Objectif 1
Recopiez en entier, sans aucun changement, le texte sur l'annonce d'un nouvel armement russe.

**********

Que faire de cette annonce ? Est-elle crédible ? Que dit-elle de l’armée russe et de ses ambitions ? La Libre a contacté Alain De Neve, chercheur français spécialisé dans les questions relatives aux développements technologiques en matière de défense au sein du Centre d’études de sécurité et défense (CESD). Décryptage en cinq questions.

1. Avec quel niveau de sérieux doit-on prendre cette annonce ?

Toutes les annonces de nouveaux armements russes doivent être prises avec beaucoup de précautions. Premièrement, parce que l’expérience du missile RSM-56 Boulava – qui doit être remplacé par l’arme récemment annoncée – a été très chaotique. La Russie met évidemment toujours en avant un certain nombre de performances exceptionnelles, et certains essais ont effectivement abouti, mais il y a eu de nombreux autres qui se sont révélés peu concluants. Ce missile n’a heureusement jamais été employé durant des opérations de combat.

Deuxièmement, parce que ce n’est actuellement qu’un projet sur papier. C’est un développement qui prend du temps. Les Russes, eux-mêmes, savent probablement peu de choses sur ce missile aujourd’hui. Ils annoncent un délai de trente ans. On peut miser sur quarante, parce qu’il y a toujours des surcoûts et des retards dans la production de ce type d’engins.

**********

Objectif 2
Relevez dans la liste chaque ligne qui contient le mot "driveway". Les majuscules et les minuscules comptent.

**********

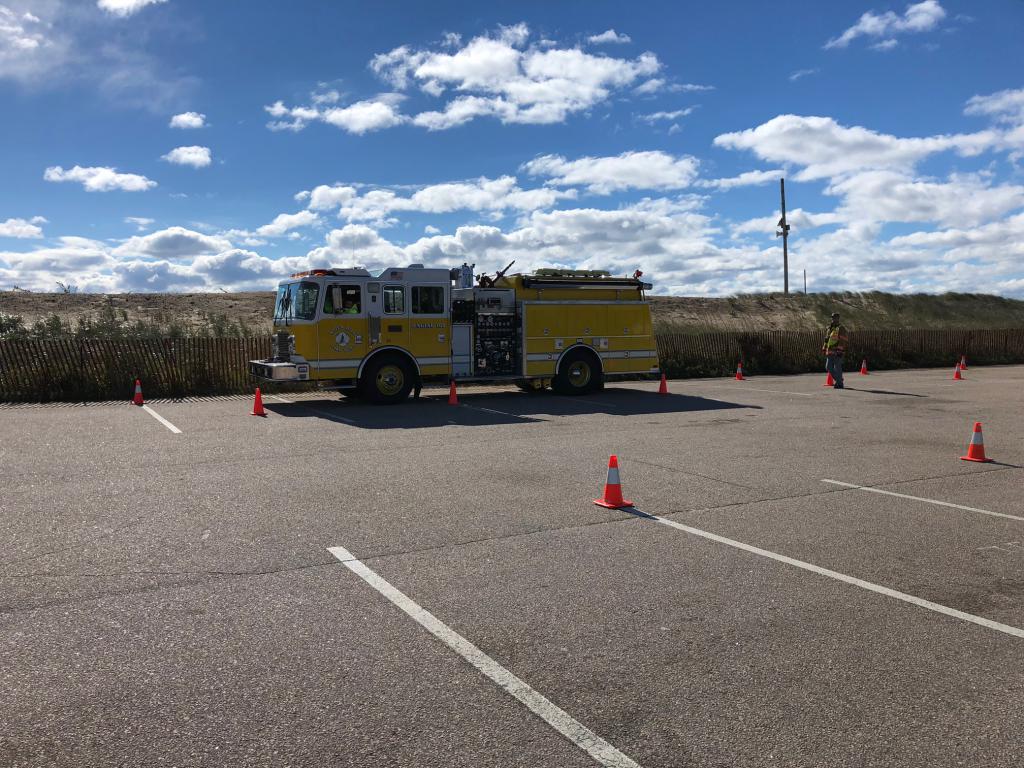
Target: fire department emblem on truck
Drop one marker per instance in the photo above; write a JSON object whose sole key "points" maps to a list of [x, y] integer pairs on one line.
{"points": [[341, 339]]}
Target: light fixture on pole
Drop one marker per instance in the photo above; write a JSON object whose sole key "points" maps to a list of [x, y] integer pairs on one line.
{"points": [[784, 235]]}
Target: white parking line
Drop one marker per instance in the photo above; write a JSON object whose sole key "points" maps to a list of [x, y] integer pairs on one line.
{"points": [[920, 499], [495, 411], [161, 419], [557, 718], [755, 389], [585, 400], [921, 602]]}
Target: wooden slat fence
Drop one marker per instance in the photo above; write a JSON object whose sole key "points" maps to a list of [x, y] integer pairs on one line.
{"points": [[84, 370]]}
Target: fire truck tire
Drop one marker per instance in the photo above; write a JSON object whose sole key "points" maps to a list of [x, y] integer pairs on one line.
{"points": [[580, 373], [387, 379]]}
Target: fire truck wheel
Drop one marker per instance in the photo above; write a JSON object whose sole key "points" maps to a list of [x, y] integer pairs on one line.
{"points": [[386, 380], [579, 374]]}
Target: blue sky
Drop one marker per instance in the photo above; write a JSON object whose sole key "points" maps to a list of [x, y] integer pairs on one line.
{"points": [[188, 145]]}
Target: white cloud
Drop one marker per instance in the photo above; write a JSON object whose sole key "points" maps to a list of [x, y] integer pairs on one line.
{"points": [[501, 76], [609, 36], [886, 44], [637, 170], [285, 221], [825, 148], [795, 76], [1005, 107], [378, 205], [188, 120], [656, 85], [798, 218], [99, 178], [125, 8], [30, 48], [361, 117], [922, 16], [674, 115], [750, 178], [141, 223], [197, 157], [172, 243], [325, 198], [23, 228], [888, 196]]}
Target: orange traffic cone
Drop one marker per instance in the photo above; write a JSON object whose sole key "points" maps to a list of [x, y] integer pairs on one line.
{"points": [[258, 404], [976, 451], [612, 488]]}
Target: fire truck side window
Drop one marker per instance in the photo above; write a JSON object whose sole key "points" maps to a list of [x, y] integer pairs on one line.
{"points": [[304, 300], [394, 300], [342, 300], [428, 300]]}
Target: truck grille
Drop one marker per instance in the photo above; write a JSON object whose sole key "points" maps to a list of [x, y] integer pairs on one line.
{"points": [[281, 347]]}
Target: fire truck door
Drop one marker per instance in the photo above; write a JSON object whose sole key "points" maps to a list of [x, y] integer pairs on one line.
{"points": [[388, 310], [430, 338], [341, 331]]}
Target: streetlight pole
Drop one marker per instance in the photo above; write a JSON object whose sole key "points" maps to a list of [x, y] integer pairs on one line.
{"points": [[784, 233]]}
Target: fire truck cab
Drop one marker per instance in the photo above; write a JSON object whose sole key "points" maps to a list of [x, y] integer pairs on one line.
{"points": [[385, 335]]}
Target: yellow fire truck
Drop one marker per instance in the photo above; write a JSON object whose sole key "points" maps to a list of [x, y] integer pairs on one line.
{"points": [[385, 335]]}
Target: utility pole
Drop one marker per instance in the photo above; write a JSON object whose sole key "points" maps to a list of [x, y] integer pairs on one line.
{"points": [[784, 235]]}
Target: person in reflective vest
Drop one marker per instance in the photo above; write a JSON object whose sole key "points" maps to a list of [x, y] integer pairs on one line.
{"points": [[835, 348]]}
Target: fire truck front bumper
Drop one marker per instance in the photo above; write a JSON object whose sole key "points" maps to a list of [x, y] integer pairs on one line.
{"points": [[272, 371]]}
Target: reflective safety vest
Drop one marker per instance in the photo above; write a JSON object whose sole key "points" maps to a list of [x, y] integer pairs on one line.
{"points": [[836, 339]]}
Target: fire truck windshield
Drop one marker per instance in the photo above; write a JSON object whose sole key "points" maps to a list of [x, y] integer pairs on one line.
{"points": [[296, 300]]}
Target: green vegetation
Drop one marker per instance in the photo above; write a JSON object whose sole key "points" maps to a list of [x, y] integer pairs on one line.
{"points": [[111, 323], [860, 311]]}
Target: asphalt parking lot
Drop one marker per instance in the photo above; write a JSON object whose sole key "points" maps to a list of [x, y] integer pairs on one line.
{"points": [[430, 585]]}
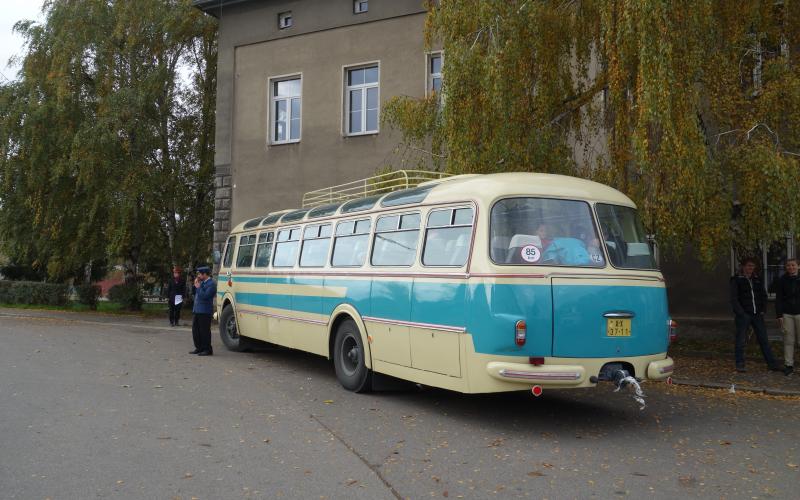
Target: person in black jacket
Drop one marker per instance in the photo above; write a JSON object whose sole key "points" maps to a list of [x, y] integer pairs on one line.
{"points": [[787, 309], [749, 299], [176, 292]]}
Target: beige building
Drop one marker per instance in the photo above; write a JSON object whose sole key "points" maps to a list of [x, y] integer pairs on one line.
{"points": [[299, 93]]}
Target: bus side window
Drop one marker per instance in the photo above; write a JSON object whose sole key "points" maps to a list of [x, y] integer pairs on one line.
{"points": [[350, 245], [229, 252], [285, 254], [316, 241], [264, 249], [447, 237], [396, 240], [247, 245]]}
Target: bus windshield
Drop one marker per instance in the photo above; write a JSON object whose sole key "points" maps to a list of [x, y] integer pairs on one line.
{"points": [[545, 232], [624, 237]]}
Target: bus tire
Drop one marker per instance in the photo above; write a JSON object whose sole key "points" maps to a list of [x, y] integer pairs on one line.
{"points": [[349, 358], [229, 331]]}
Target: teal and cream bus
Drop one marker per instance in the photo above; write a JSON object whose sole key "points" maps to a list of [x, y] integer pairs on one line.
{"points": [[473, 283]]}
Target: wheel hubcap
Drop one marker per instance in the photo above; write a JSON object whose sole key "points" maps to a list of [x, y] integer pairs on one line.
{"points": [[351, 355]]}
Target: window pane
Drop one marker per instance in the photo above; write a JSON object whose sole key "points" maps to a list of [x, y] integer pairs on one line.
{"points": [[463, 216], [624, 237], [355, 77], [439, 218], [395, 248], [544, 232], [371, 75], [372, 120], [285, 254], [436, 64], [355, 122], [229, 252], [363, 226], [447, 246], [436, 85], [350, 250], [345, 228], [387, 223], [287, 88], [262, 254], [314, 252], [245, 257], [410, 221], [355, 100]]}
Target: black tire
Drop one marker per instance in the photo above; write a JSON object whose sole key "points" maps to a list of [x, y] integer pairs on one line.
{"points": [[349, 358], [229, 331]]}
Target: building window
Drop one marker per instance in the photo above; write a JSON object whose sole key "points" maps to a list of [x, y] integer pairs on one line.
{"points": [[286, 104], [435, 73], [361, 96], [285, 20]]}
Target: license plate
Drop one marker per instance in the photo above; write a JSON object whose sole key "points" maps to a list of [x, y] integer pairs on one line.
{"points": [[618, 327]]}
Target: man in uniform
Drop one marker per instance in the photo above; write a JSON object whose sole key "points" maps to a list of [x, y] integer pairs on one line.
{"points": [[204, 291]]}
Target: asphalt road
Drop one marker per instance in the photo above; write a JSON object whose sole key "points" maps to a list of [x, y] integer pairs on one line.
{"points": [[118, 409]]}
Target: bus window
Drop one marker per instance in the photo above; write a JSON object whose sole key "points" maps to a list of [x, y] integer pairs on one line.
{"points": [[396, 239], [264, 249], [247, 245], [447, 237], [543, 231], [286, 248], [316, 241], [625, 238], [350, 245], [229, 252]]}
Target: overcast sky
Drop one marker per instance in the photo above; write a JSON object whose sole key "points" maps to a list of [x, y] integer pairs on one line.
{"points": [[12, 11]]}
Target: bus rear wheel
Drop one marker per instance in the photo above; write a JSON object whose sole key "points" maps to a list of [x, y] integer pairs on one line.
{"points": [[229, 331], [349, 358]]}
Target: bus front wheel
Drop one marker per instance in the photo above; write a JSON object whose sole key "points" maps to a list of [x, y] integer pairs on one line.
{"points": [[349, 358], [229, 331]]}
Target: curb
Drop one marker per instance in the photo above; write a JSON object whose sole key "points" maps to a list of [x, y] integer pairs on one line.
{"points": [[719, 385]]}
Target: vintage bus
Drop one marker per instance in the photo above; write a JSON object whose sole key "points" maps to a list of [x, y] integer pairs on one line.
{"points": [[473, 283]]}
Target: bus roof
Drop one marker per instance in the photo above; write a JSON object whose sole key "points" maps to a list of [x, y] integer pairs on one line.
{"points": [[489, 187]]}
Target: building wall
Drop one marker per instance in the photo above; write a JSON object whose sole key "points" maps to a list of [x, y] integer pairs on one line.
{"points": [[253, 177]]}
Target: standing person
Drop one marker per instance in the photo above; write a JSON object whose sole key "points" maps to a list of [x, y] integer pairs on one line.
{"points": [[204, 291], [787, 309], [748, 299], [176, 290]]}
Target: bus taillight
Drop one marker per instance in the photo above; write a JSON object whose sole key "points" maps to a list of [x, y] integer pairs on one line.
{"points": [[520, 333]]}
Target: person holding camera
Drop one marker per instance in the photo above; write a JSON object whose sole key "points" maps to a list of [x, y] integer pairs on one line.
{"points": [[748, 300], [205, 289]]}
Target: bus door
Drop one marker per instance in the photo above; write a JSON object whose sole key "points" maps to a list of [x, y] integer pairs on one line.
{"points": [[609, 317]]}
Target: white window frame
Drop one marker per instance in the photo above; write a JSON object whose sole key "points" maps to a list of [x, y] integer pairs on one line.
{"points": [[273, 112], [282, 20], [429, 75], [346, 99]]}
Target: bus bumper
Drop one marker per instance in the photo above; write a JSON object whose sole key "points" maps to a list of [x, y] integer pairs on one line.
{"points": [[659, 370], [566, 375]]}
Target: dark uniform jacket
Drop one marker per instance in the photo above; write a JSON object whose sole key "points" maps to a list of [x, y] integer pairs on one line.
{"points": [[748, 296], [204, 297], [787, 295]]}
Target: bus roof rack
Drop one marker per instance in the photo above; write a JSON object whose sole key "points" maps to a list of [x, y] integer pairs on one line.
{"points": [[370, 186]]}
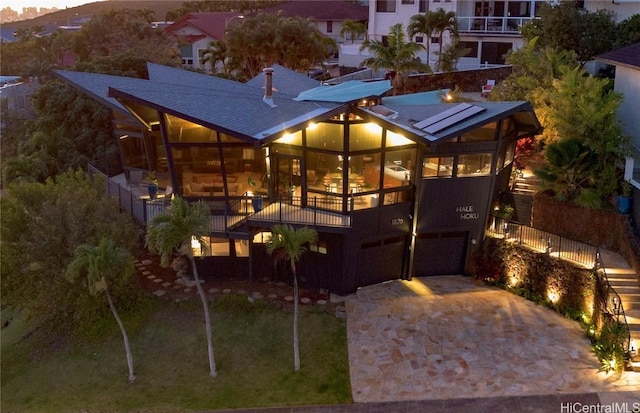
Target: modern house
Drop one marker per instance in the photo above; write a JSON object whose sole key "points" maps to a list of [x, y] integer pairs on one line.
{"points": [[396, 186], [488, 28]]}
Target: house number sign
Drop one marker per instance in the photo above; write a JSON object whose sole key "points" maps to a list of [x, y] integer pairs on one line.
{"points": [[467, 212]]}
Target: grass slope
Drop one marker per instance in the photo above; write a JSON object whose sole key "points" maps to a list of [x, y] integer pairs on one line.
{"points": [[254, 357]]}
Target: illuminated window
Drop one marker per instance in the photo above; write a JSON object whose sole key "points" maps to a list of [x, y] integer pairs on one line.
{"points": [[442, 166]]}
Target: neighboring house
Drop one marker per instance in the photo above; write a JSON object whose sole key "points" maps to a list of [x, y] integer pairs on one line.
{"points": [[195, 31], [488, 28], [7, 35], [627, 82], [327, 15], [396, 187], [15, 94]]}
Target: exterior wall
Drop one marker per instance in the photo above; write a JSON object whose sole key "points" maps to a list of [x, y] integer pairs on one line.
{"points": [[195, 47], [627, 82]]}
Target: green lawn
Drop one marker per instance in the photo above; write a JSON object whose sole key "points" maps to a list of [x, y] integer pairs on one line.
{"points": [[254, 357]]}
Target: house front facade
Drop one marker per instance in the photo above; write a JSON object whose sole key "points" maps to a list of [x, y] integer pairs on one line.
{"points": [[395, 187]]}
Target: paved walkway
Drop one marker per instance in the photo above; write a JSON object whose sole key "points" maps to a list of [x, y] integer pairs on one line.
{"points": [[449, 337]]}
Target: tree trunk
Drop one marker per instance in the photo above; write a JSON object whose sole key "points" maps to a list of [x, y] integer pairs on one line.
{"points": [[132, 376], [207, 318], [296, 352]]}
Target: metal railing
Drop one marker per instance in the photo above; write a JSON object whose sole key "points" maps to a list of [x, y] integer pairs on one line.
{"points": [[544, 241], [568, 249], [503, 25], [611, 302]]}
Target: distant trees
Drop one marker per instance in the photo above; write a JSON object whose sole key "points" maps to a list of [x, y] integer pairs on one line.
{"points": [[564, 26], [42, 224], [258, 42], [397, 55]]}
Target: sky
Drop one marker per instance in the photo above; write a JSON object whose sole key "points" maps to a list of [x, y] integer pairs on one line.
{"points": [[17, 5]]}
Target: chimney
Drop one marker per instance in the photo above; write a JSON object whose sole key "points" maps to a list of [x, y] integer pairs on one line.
{"points": [[268, 86]]}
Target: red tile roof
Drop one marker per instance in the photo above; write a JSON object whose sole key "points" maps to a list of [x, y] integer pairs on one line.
{"points": [[212, 24], [628, 56]]}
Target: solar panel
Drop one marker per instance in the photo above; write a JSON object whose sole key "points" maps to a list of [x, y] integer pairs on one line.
{"points": [[452, 120], [440, 116], [447, 118]]}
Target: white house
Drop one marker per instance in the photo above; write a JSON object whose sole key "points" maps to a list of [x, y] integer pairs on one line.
{"points": [[488, 28]]}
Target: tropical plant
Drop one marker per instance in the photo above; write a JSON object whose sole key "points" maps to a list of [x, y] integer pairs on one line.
{"points": [[353, 28], [423, 24], [172, 232], [569, 172], [441, 22], [288, 244], [396, 55], [103, 264]]}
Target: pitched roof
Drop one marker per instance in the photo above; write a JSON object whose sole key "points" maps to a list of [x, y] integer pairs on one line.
{"points": [[285, 81], [405, 116], [322, 10], [628, 56], [349, 91], [211, 24]]}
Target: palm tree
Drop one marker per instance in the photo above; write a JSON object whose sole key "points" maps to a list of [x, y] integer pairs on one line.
{"points": [[443, 21], [287, 244], [398, 56], [353, 28], [102, 264], [172, 232], [423, 24]]}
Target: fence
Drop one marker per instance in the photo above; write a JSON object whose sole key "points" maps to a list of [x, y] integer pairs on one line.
{"points": [[568, 249], [544, 241]]}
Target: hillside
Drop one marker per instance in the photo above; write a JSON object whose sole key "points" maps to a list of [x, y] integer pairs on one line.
{"points": [[62, 17]]}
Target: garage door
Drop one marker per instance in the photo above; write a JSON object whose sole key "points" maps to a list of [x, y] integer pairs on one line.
{"points": [[380, 261], [441, 253]]}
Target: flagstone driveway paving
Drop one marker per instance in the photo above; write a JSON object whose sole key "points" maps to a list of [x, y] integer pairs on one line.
{"points": [[451, 337]]}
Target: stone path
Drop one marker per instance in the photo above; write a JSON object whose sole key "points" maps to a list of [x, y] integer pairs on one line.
{"points": [[452, 337]]}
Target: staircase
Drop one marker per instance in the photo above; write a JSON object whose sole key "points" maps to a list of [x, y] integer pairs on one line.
{"points": [[625, 282]]}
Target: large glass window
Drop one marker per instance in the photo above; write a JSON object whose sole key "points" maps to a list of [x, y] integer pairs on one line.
{"points": [[475, 164], [364, 136], [437, 166], [181, 130], [327, 136]]}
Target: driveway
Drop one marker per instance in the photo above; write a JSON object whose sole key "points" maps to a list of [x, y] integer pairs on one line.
{"points": [[450, 337]]}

**********

Résultat 1
Que faire de cette annonce ? Est-elle crédible ? Que dit-elle de l’armée russe et de ses ambitions ? La Libre a contacté Alain De Neve, chercheur français spécialisé dans les questions relatives aux développements technologiques en matière de défense au sein du Centre d’études de sécurité et défense (CESD). Décryptage en cinq questions.

1. Avec quel niveau de sérieux doit-on prendre cette annonce ?

Toutes les annonces de nouveaux armements russes doivent être prises avec beaucoup de précautions. Premièrement, parce que l’expérience du missile RSM-56 Boulava – qui doit être remplacé par l’arme récemment annoncée – a été très chaotique. La Russie met évidemment toujours en avant un certain nombre de performances exceptionnelles, et certains essais ont effectivement abouti, mais il y a eu de nombreux autres qui se sont révélés peu concluants. Ce missile n’a heureusement jamais été employé durant des opérations de combat.

Deuxièmement, parce que ce n’est actuellement qu’un projet sur papier. C’est un développement qui prend du temps. Les Russes, eux-mêmes, savent probablement peu de choses sur ce missile aujourd’hui. Ils annoncent un délai de trente ans. On peut miser sur quarante, parce qu’il y a toujours des surcoûts et des retards dans la production de ce type d’engins.

Résultat 2
Target: flagstone driveway paving
Target: driveway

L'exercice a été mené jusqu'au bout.